## Reading passage:
↓
This has prompted some pundits to claim that the Boulder shooting marked the FBI’s latest failure to prevent terrorist attacks on US soil, highlighting previous massacres, such as the Las Vegas shooting in 2017 and the Boston Marathon bombings in 2013.

Conservative commenter Jack Posobiec suggested that the FBI – under its current chief Christopher Wray – has not prioritized the detection of those planning attacks.

He accused intelligence officials of failing to spot a potential plot by Alissa, despite the alleged shooter reportedly using “basic” methods to avoid surveillance, such as the Tor software and commercial VPNs.

On his now-deleted Facebook page Alissa reportedly wrote posts criticizing then-US President Donald Trump’s immigration policy. He also said the Muslims killed in the 2019 Christchurch mosque shooting in New Zealand were victims of “Islamophobia.”

Some critics of the FBI pointed to the fact the Boulder shooting had taken place while the bureau was busy searching for “right-wing extremists” like conspiracy group QAnon in the wake of the US Capitol riots on January 6.

Following the Boulder shooting, President Joe Biden has renewed his calls to ban assault weapons and called on Congress to back bills that prevent people from evading background checks when they buy firearms.

But his remarks have drawn backlash, including from former intelligence officer Anthony Shaffer, a vocal critic of the FBI, who said Biden’s proposed gun controls were already in place in Colorado, but still allowed a man on the FBI’s radar to murder 10 people.
↑
Point annotation records:
↓
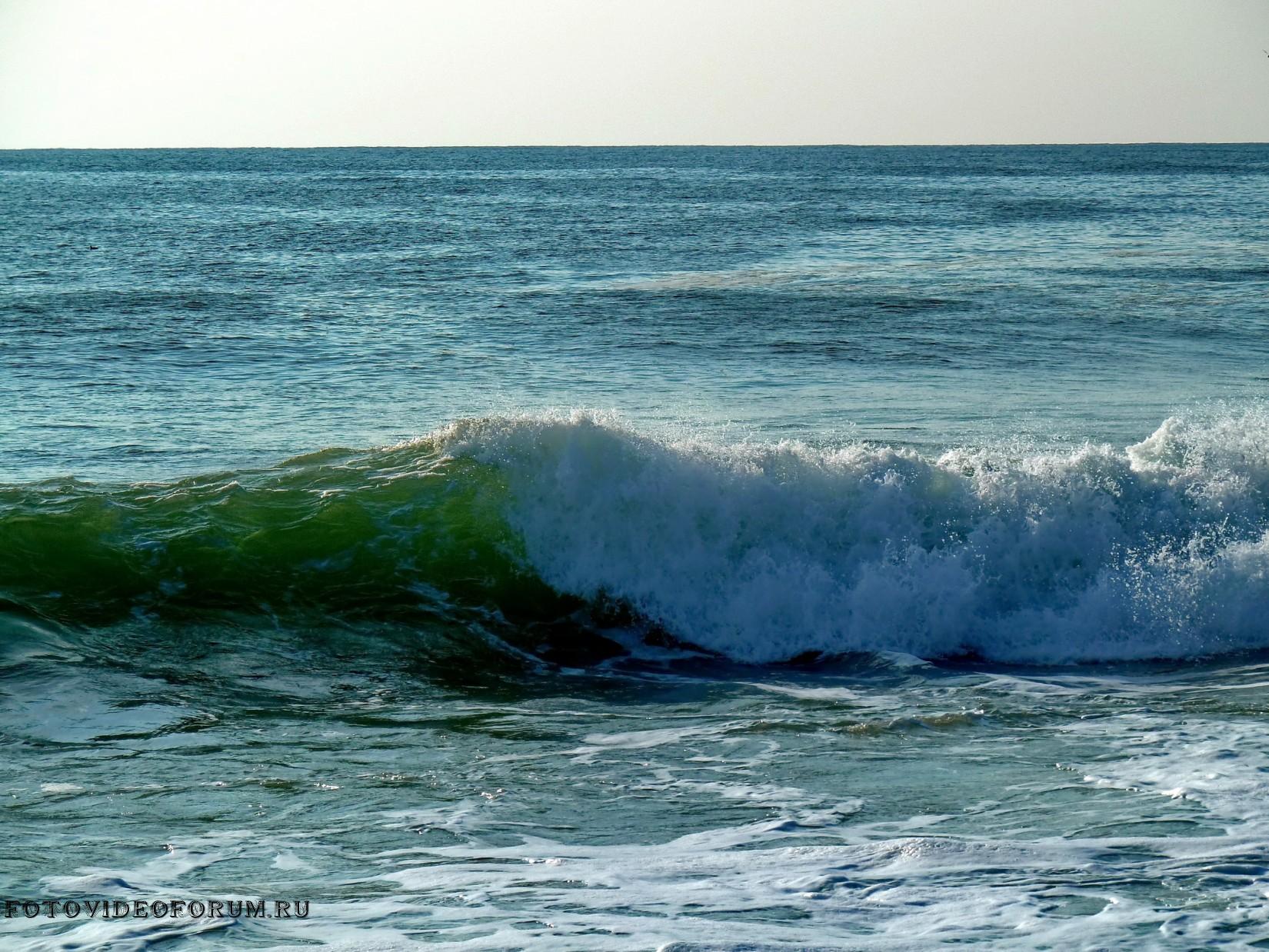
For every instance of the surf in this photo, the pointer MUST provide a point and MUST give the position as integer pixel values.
(758, 552)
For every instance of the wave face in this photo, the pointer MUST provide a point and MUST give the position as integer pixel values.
(757, 552)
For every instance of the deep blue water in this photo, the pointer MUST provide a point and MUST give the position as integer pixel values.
(175, 311)
(628, 548)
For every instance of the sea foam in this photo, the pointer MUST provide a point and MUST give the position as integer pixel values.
(768, 552)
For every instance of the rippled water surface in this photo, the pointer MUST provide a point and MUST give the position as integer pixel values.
(687, 548)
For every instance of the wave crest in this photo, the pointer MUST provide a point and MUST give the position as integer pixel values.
(761, 552)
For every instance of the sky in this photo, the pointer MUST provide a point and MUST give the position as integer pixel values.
(423, 72)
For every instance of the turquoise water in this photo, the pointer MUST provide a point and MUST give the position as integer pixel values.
(638, 548)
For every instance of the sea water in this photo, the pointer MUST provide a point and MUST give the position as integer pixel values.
(685, 548)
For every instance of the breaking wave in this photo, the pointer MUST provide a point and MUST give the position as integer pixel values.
(758, 552)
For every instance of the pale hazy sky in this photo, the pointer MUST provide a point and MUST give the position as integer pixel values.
(315, 72)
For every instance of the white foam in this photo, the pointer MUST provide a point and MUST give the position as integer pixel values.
(764, 552)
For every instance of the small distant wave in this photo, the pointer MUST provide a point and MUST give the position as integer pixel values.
(758, 552)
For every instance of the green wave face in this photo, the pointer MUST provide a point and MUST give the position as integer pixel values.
(371, 534)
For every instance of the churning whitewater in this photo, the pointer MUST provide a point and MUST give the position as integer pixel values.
(757, 551)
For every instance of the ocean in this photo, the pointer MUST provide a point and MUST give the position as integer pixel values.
(634, 548)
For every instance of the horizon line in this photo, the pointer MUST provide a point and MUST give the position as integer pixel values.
(651, 145)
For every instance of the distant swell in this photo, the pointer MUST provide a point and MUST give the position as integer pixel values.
(758, 552)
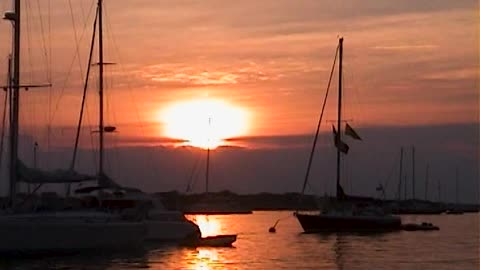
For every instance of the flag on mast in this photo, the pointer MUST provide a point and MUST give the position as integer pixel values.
(351, 132)
(343, 147)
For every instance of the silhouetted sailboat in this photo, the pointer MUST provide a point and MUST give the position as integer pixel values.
(29, 231)
(344, 212)
(214, 203)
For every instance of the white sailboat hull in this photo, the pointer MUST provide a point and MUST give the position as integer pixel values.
(170, 230)
(40, 234)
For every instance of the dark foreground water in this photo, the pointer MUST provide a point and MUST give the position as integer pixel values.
(455, 246)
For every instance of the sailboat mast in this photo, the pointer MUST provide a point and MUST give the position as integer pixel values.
(426, 183)
(399, 195)
(413, 172)
(207, 169)
(100, 92)
(15, 87)
(339, 117)
(456, 185)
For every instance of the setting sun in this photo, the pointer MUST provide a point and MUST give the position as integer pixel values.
(204, 123)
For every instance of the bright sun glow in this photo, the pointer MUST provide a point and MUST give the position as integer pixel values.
(204, 123)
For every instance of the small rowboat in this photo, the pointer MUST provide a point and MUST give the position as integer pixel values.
(424, 226)
(217, 240)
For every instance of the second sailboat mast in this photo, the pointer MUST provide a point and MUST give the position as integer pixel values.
(100, 92)
(339, 117)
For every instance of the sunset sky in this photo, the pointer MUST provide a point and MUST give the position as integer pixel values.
(406, 64)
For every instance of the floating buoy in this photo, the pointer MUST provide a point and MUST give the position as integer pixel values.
(272, 229)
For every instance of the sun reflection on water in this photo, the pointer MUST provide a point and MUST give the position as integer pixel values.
(206, 259)
(209, 226)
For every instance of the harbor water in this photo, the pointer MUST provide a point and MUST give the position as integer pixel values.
↑
## What the exercise asks:
In the news excerpt about the Boulder shooting, which methods did the alleged shooter reportedly use to avoid surveillance?

## Output for this exercise:
The Tor software and commercial VPNs.